Data entries:
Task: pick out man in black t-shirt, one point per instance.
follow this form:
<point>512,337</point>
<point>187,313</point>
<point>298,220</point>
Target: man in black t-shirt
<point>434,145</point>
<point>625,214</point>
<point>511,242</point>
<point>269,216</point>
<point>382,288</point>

Required task
Print the entries above again, keeping every line unchanged.

Complete response
Task: pick out man in black t-shirt, one point per instance.
follow this form:
<point>512,337</point>
<point>187,313</point>
<point>298,220</point>
Target: man in black t-shirt
<point>434,145</point>
<point>625,214</point>
<point>511,242</point>
<point>269,216</point>
<point>382,288</point>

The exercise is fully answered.